CPG Digital Marketing: Top Trends and Tips for Your Brand

Most people still associate consumer packaged goods, or CPG, with items sold on the shelves of grocery, drug, and discount stores – but the category is actually much broader. 

CPG refers to the kinds of packaged products that people consume and need to replenish, like coffee, dog food, and soap. Historically, limited space on store shelves drove much of the competitiveness in the market. More recently, CPG digital marketing has offered companies the chance to grow beyond the limitations of physical space and sometimes, even to capture a larger share of that. Find out more about e-commerce digital marketing trends for CPGs and how this information can help inform your marketing.

CPG Digital Marketing Trends and Consumer Preferences

Most people still buy their packaged products in local stores. At the same time, online demand has been growing every year, as demonstrated by these consumer products marketing trends from IRI, an online sales insight service:

  • Online CGP sales grew by over 34 percent in 2018 alone.
  • Online revenue accounted for 11 percent of total consumer packed goods sales.
  • Even more interesting, internet sales of consumer packaged goods made up 64 percent to the total market growth for both offline and online revenue.

Which Platforms Sell the Most Consumer Packaged Goods?

Besides sales numbers, it’s also informative to see what sorts of platforms most of these sales came from. According to IRI, over half of the sales came from internet-only retailers. Some of the largest examples include such online grocery stores as FreshDirect and Peapod. CGP digital marketing from the websites of mostly brick-and-mortar stores produced about one-quarter of the sales. Companies that directly sell their own products have a smaller but rapidly growing share.

→ **RECORD EXTRACTS**:

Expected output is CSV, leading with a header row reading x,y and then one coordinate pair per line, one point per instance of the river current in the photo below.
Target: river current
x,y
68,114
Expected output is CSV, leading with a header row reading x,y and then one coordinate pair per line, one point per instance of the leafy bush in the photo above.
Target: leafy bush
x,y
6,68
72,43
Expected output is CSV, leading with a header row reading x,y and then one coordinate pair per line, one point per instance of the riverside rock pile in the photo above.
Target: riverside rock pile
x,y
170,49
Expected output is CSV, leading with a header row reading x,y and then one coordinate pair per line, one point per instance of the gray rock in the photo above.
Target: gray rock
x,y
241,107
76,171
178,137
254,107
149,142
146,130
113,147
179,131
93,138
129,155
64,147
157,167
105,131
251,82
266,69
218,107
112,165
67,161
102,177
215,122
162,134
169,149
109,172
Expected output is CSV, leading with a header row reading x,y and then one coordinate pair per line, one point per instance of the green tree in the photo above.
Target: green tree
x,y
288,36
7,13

→ **TASKS TO CARRY OUT**:
[A] Duplicate the passage of the CPG marketing article from "CPG Digital Marketing Trends" to "Consumer Packaged Goods?".
[B] Name every example of a packaged product given in the CPG marketing article.
[C] According to the CPG marketing article, what portion of online CPG sales came from internet-only retailers?

→ **ANSWER LIST**:
[A]
CPG Digital Marketing Trends and Consumer Preferences

Most people still buy their packaged products in local stores. At the same time, online demand has been growing every year, as demonstrated by these consumer products marketing trends from IRI, an online sales insight service:

  • Online CGP sales grew by over 34 percent in 2018 alone.
  • Online revenue accounted for 11 percent of total consumer packed goods sales.
  • Even more interesting, internet sales of consumer packaged goods made up 64 percent to the total market growth for both offline and online revenue.

Which Platforms Sell the Most Consumer Packaged Goods?

[B] coffee, dog food, soap

[C] Over half